▸ **REQUESTS**
1. From the forum thread on exponential expansion, extract the passage starting at "and solve simultaneously" and ending at "depend on n.".
2. In the forum thread on exponential expansion, what form does one reply suggest rewriting ax/(1+bx) as before expanding it?

▸ **TEXT PASSAGE**
§
# Maths again Exponential expansion

Peter Pedant | 08:40 Wed 04th Jan 2012 | Science
the question is

find a and b in termns of n if the expansions of (1+x)n and exp ( ax/(1+bx)) are the same up to x2

(1+x)n is easyy 1 +nx + n(n-1)/2! x2 etc

but the exponent : 1 + ax/1+bx + a2x2/(1+bx)2/2!...

still doesnt give ascending powers of x
so I am not able to equate and compare coefficients

If you look again carefully you will see that it is correct. Here is a link to a pdf file which shows how it works very clearly:
11:16 Fri 06th Jan 2012
http://www.efunda.com...xp_log/series_exp.cfm

sorry ignore that I misunderstood what you were asking
I think you need to equate the coefficients in what you have so ignoring 1

nx= ax/(1+bx)
giving n=a/(1+bx)
(1+bx)=a/n

and
n(n-1)/2!=(a²x²/(1+bx)²)/2!

and solve simultaneously
I think you should solve it this way:
Write ax/(1+bx) as ax(1+bx)^-1 and expand as
ax(1-bx+b^2x^2+terms in x^3 or above)
so exp(ax(1-bx+b^2x^2+terms in x^3 or above)) is:
1+ax(1-bx+b^2x^2+terms in x^3 or above)+a^2x^2(1-bx+b^2x^2+terms in x^3 or above)^2
=1+ax-abx^2+a^2x^2+terms in x^3 or above.
If the x terms and x^2 terms in this series must be the same as those of
(1+x)^n=1+nx+n(n-1)x^2+terms in x^3 or above, then
a=n and n^2-nb=n(n-1)/2, so b=(n+1)/2 as long as n is not equal to 0.
You can see that this works for n=1 giving a=1 and b=1
and for n=2 giving a=2 and b=3/2
Sorry, the third line from the bottom should say ...b=1/2 as long as..., NOT b=(n+1)/2.
So a=n and b=1/2. So b does not depend on n.
This checks out OK if you try n=1 and n=2.
Question Author
many thanks all who tried
Are you happy with my solution?
§
▸ **GIVEN DATA**
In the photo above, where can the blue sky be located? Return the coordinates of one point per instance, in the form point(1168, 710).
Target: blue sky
§
▸ **WRITTEN RESPONSES**
1.
and solve simultaneously
I think you should solve it this way:
Write ax/(1+bx) as ax(1+bx)^-1 and expand as
ax(1-bx+b^2x^2+terms in x^3 or above)
so exp(ax(1-bx+b^2x^2+terms in x^3 or above)) is:
1+ax(1-bx+b^2x^2+terms in x^3 or above)+a^2x^2(1-bx+b^2x^2+terms in x^3 or above)^2
=1+ax-abx^2+a^2x^2+terms in x^3 or above.
If the x terms and x^2 terms in this series must be the same as those of
(1+x)^n=1+nx+n(n-1)x^2+terms in x^3 or above, then
a=n and n^2-nb=n(n-1)/2, so b=(n+1)/2 as long as n is not equal to 0.
You can see that this works for n=1 giving a=1 and b=1
and for n=2 giving a=2 and b=3/2
Sorry, the third line from the bottom should say ...b=1/2 as long as..., NOT b=(n+1)/2.
So a=n and b=1/2. So b does not depend on n.

2. ax(1+bx)^-1